Required work> Find every line below that contains the word "background" and copy it out.

━━ Input

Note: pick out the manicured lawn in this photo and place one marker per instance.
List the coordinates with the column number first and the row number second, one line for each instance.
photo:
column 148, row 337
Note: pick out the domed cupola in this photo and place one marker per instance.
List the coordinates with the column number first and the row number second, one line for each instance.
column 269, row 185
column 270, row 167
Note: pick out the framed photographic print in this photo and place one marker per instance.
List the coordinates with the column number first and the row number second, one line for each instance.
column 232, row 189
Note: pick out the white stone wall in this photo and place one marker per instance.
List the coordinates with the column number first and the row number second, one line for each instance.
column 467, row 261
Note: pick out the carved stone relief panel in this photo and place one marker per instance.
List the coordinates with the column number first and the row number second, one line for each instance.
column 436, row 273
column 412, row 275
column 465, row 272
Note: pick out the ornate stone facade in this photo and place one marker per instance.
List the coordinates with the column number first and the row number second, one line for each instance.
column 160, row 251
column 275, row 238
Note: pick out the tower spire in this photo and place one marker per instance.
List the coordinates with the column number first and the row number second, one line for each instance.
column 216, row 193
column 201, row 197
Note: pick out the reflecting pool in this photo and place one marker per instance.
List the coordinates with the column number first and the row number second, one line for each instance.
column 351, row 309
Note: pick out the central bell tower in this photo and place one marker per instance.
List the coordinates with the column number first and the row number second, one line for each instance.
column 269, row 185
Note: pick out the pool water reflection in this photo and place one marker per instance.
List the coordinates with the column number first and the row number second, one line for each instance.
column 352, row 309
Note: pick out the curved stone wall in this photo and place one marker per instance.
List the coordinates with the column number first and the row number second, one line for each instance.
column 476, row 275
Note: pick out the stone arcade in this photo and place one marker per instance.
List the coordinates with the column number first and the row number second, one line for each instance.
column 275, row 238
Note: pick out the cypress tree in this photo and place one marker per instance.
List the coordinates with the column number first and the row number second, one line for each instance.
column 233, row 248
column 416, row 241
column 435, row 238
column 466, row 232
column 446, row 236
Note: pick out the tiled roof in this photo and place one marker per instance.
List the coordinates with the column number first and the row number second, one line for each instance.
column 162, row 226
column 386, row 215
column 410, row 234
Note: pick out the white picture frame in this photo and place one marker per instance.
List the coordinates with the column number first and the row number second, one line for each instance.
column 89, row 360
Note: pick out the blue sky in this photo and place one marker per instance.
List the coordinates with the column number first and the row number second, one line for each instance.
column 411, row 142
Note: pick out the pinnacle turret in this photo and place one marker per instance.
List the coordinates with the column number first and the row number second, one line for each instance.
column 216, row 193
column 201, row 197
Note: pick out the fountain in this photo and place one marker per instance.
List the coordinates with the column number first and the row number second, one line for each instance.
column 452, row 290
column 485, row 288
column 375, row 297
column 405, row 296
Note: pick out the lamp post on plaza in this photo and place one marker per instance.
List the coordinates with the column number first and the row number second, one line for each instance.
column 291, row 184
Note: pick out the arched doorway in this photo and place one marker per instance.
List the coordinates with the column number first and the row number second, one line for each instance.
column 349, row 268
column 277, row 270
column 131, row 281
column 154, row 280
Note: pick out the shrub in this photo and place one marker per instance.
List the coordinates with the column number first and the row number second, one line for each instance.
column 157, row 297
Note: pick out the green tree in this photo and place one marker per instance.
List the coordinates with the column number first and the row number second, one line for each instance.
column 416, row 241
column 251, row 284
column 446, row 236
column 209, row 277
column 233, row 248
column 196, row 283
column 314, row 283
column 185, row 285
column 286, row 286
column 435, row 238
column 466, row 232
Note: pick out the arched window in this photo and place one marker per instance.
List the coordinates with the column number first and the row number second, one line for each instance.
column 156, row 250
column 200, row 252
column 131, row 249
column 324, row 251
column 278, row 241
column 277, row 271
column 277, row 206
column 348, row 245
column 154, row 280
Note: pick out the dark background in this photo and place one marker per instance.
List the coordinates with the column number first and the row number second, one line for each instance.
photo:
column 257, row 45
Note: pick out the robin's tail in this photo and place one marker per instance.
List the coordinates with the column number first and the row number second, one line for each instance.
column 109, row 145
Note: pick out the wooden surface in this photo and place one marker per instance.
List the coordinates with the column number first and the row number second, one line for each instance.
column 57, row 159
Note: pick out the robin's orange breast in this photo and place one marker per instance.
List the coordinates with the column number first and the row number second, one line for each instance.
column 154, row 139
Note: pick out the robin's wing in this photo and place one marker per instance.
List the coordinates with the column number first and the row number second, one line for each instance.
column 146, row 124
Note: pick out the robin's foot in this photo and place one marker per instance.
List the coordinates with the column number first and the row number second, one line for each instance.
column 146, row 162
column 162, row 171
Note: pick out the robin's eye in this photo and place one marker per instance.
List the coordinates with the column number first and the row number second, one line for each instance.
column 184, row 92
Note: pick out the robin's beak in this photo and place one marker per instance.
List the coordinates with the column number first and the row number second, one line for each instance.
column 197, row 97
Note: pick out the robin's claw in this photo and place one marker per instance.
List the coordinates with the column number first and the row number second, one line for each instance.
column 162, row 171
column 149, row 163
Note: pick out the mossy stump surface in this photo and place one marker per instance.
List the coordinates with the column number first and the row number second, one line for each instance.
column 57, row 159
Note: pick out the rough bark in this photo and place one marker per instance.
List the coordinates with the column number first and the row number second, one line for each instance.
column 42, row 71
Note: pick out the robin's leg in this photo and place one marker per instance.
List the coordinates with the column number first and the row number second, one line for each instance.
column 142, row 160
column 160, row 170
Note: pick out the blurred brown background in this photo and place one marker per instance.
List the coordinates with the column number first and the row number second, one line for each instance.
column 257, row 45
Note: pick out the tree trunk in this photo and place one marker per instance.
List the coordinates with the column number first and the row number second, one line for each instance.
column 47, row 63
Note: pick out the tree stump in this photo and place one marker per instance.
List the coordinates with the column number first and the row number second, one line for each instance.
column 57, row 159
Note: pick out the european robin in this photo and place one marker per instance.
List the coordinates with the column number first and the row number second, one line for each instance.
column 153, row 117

━━━━

Solution for this problem>
Note: pick out the dark background in this photo and place one marker per instance.
Note: pick out the blurred brown background in this photo and place one marker per instance.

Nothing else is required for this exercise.